# [WHAT YOU WILL DO]
The data must be given again in full, with no line altered.

--- MATERIAL TO PROCESS ---

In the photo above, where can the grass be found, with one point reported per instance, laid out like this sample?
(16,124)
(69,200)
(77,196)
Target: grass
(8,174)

---

# [EXERCISE SOLUTION]
In the photo above, where can the grass be found, with one point reported per instance, laid out like this sample?
(16,124)
(69,200)
(77,196)
Target: grass
(8,174)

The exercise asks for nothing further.